2 Materials and methods

2.1 Study subjects

From February 2021 to April 2023, we conducted a prospective study enrolling mUC patients treated with avelumab in two Italian centers. The study was conducted following the ethical principles of the Declaration of Helsinki. Patients were eligible in case of 1) histologically confirmed unresectable locally advanced or metastatic UC; 2) candidates for first-line maintenance with avelumab; 3) at least one measurable lesion at baseline radiological evaluations (computed tomography [CT] scan or magnetic resonance imaging [MRI]); 4) 18 years of age or older; 5) able to sign an informed consent. Patients not eligible for ICIs or treated with ICIs in the adjuvant setting were excluded. The included subject would have been treated with avelumab per clinical practice until progression or unacceptable toxicity occurrence and followed up for 12 months after progression or until death.

2.2 Plasma protein detection assay

Plasma samples from included patients were collected prospectively at baseline (1-7 days before avelumab start) in Ethylenediamine tetraacetic acid (EDTA) vacutainer tubes (around 10 mL blood) and processed within 3 hours of collection. Clarified plasma samples were subsequently stored at -80°C.

Protein detection was performed with Luminex xMAP technology using the bead-based R&D human cytokine assay according to the manufacturer’s instructions. We chose a panel of 25 cytokines involved in regulating the identity and function of T-cells and other elements within the TME (22, 23). All samples were analyzed for IL-1β, IL-2, IL-4, IL-5, IL-6, IL-7, IL-8, IL-10, IL-15, IL-17, IL-12/p70, IL-1 Receptor antagonist (IL-1RA), eotaxin/chemokine-(C-C motif)-ligand-11 (CCL-11), granulocyte-colony stimulating factor (G-CSF), granulocyte-macrophage colony-stimulating factor (GM-CSF), interferon (IFN)-γ, monocyte chemotactic protein 1 (MCP-1)/CCL-2, macrophage inflammatory protein 1α (MIP-1α)/CCL-3, MIP-1β/CCL-4, RANTES/CCL-5, chemokine interferon-γ inducible protein 10 (CXCL10), vascular endothelial growth factor (VEGF), platelet-derived growth factor (PDGF), Fibroblast growth factor-2 (FGF2) and tumor necrosis factor (TNF)-α. Plasma samples were centrifuged at 10,000 g at 4°C for 10 minutes, diluted four-fold, and run in duplicate. A minimum of 50 beads per analyte was acquired. Median fluorescence intensities were collected on a Luminex-200 system (Luminex, Bio-Rad) using Bio-Plex Manager software version 6.1 (Bio-Rad). Standard curves for each cytokine were generated using the premixed lyophilized standards provided in the kits. Serial 4-fold dilutions of the standards were run. Cytokine concentrations in samples were determined from the standard curve using a 5-point regression to transform mean fluorescence intensities into concentrations. Each sample was run in duplicate, and the average of the duplicates was used as the measured concentration.

* [Available data]
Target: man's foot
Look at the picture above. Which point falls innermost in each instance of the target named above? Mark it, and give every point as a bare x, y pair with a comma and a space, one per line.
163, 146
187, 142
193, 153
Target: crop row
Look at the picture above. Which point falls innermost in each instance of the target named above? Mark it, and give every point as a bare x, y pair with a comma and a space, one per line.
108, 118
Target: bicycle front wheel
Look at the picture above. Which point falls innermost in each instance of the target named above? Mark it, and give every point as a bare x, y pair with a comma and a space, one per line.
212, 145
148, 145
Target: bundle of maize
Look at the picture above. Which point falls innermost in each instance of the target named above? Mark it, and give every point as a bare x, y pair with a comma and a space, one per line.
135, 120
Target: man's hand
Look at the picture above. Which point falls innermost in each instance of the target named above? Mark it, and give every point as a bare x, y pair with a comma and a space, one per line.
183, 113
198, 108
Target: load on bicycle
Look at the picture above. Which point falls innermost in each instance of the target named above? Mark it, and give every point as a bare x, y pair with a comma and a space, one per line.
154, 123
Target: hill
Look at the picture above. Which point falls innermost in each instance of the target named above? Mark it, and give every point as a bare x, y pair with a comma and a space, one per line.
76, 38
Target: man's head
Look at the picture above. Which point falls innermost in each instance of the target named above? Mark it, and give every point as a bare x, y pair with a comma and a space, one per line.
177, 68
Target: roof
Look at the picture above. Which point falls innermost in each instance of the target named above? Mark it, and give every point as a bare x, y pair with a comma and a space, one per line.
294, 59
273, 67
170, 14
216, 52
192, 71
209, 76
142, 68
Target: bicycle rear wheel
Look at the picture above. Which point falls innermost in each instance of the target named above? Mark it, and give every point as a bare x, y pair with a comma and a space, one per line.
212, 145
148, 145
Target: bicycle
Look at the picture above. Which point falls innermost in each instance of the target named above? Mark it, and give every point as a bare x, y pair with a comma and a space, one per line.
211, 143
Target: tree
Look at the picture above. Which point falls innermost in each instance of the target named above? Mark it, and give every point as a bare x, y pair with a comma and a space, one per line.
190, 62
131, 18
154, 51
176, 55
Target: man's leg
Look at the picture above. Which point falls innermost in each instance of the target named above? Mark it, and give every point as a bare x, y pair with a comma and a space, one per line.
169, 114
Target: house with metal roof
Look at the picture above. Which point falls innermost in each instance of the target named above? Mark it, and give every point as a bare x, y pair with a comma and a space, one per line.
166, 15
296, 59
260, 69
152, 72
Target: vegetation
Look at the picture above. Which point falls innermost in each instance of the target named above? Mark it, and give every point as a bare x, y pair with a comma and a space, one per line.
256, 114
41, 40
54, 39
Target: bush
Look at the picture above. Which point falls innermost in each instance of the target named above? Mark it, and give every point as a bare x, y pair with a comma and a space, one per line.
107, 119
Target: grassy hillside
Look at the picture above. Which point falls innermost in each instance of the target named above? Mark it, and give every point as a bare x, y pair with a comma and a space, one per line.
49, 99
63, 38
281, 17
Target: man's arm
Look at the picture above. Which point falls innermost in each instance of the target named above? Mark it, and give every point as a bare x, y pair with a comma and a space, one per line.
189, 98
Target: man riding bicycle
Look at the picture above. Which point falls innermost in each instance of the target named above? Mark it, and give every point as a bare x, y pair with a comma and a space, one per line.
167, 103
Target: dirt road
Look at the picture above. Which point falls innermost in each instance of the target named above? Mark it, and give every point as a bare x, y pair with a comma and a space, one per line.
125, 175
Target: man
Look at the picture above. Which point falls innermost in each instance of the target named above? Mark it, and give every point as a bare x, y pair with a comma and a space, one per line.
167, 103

* * *

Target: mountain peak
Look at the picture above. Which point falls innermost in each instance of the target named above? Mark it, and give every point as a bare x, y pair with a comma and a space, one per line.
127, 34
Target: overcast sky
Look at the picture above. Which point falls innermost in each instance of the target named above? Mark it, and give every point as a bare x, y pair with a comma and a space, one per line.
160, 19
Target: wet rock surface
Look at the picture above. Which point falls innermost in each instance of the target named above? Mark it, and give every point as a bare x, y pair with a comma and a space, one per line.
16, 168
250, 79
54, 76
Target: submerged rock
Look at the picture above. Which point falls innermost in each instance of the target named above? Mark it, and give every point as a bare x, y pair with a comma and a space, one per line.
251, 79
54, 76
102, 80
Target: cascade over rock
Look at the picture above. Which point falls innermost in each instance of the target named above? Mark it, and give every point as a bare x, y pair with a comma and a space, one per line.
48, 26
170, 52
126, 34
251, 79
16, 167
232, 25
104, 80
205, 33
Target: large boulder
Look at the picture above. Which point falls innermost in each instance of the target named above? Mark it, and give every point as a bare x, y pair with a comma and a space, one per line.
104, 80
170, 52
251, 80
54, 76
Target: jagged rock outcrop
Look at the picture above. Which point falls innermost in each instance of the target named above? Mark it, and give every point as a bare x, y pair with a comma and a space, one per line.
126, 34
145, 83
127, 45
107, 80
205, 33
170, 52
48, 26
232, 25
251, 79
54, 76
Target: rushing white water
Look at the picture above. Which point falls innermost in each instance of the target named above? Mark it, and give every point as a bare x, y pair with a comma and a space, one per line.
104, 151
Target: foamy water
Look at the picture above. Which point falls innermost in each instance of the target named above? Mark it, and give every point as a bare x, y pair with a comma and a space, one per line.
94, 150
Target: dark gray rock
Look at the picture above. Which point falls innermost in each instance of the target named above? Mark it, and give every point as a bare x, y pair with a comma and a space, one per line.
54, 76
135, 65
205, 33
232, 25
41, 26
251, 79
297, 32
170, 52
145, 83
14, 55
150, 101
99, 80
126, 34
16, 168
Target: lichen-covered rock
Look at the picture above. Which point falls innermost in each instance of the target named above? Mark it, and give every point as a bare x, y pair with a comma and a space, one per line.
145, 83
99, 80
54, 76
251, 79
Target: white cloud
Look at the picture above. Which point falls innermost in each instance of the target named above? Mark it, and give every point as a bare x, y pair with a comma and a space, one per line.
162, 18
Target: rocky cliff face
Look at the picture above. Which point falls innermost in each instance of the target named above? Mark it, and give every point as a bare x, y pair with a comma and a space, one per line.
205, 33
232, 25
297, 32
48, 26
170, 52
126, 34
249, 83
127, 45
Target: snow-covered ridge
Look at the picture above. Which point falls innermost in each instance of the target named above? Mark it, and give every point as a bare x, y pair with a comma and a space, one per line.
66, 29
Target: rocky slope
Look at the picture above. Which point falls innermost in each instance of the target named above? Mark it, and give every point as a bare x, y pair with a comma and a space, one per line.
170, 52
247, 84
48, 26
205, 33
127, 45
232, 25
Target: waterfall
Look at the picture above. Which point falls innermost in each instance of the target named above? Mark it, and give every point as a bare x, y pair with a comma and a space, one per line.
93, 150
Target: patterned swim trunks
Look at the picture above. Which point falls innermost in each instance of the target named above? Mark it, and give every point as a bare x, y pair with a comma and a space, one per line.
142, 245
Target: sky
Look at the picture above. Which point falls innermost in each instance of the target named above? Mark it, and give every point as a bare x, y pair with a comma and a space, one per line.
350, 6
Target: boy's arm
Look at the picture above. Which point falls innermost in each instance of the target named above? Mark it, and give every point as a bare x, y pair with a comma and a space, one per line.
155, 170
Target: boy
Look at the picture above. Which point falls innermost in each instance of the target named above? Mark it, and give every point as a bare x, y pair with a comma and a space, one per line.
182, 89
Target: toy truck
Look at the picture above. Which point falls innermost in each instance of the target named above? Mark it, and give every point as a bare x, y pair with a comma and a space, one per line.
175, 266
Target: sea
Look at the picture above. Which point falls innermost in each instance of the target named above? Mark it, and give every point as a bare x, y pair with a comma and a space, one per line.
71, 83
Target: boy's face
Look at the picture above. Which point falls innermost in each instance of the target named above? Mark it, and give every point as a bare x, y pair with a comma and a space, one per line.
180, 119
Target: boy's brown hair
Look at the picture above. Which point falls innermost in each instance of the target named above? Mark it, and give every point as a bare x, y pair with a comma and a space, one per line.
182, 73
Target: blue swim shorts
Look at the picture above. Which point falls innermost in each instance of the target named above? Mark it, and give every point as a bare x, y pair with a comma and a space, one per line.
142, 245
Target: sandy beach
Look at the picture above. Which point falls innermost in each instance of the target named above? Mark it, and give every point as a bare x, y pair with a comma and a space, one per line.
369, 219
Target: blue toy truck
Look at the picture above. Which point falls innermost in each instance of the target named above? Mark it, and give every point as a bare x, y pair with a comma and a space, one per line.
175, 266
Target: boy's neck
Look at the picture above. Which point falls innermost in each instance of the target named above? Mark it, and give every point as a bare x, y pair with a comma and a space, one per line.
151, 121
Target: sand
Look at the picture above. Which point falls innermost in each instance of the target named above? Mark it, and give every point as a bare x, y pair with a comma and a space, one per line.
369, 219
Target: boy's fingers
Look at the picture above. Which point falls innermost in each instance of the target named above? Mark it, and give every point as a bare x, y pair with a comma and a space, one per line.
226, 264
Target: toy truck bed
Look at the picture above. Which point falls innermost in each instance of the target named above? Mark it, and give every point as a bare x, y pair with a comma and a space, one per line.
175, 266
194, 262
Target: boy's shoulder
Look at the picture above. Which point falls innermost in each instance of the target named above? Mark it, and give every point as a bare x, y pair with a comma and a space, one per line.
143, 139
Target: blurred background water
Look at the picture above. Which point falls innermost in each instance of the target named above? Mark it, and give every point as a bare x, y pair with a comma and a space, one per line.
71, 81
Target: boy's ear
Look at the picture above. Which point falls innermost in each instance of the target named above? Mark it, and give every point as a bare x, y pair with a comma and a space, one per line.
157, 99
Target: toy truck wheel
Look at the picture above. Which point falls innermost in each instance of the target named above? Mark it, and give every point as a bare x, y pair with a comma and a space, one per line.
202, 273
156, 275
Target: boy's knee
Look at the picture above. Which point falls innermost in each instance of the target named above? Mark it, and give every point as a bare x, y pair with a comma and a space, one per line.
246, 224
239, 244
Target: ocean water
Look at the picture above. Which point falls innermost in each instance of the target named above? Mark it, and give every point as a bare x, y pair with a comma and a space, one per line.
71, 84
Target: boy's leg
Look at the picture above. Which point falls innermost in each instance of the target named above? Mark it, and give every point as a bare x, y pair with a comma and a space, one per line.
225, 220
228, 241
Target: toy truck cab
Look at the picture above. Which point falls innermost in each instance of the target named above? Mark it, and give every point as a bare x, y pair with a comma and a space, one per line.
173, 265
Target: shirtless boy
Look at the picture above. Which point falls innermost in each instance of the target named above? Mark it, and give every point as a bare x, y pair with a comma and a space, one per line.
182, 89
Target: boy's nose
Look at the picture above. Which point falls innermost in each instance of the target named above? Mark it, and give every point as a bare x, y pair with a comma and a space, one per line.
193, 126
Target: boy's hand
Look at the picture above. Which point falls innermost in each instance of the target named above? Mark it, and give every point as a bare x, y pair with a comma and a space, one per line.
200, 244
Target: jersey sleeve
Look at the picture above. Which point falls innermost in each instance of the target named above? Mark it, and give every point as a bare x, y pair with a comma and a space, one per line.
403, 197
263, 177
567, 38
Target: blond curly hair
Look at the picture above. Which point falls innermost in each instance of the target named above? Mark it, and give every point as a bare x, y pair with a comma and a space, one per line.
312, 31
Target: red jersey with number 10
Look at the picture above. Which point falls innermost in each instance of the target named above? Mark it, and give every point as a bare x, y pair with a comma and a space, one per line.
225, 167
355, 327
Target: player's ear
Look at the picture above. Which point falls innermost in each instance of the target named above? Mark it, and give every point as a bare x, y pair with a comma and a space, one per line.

* [Apply what you read]
1. Answer these about the methods section on the avelumab study:
(a) Over what period was the prospective study carried out?
(b) At what temperature were the clarified plasma samples stored?
(c) How many cytokines made up the chosen panel?
2. Please extend the methods section on the avelumab cytokine study with the paragraphs that follow its final sentence.

* [Numbered answers]
1.
(a) From February 2021 to April 2023.
(b) At -80°C.
(c) 25.

2.
2.3 Examined laboratory values

Neutrophil-, lymphocyte-, monocyte-, and platelet counts were recorded from laboratory values before the first cycle of avelumab (range 1-7 days). We subsequently calculated the following indexes:

- Neutrophil-to-lymphocyte ratio (NLR): absolute neutrophil count divided by absolute lymphocyte count;

- Platelet-to-lymphocyte ratio (PLR): absolute platelet count divided by absolute lymphocyte count;

- Lymphocyte-to-monocyte ratio (LMR): absolute lymphocyte count divided by absolute monocyte count;

- Systemic-inflammation-index (SII): absolute platelet count multiplied per NLR.

2.4 Clinical outcomes

Response to avelumab was based on radiological evaluation, using the Immune-Response Evaluation Criteria in Solid Tumors (iRECIST) criteria. The radiological evaluations were performed at baseline and every 12 weeks (± 4 weeks).

Patients were classified as responders (Rs) in case of detection of complete response (CR), partial response (PR), or stable disease (SD) at the first evaluation. Patients were defined as not-responders (N-Rs) in case of progressive disease (PD). Patients with a clinical progression or death before a radiological evaluation was possible were defined as N-Rs. In case of suspected pseudo-progression, a second CT scan would have been performed after at least four weeks.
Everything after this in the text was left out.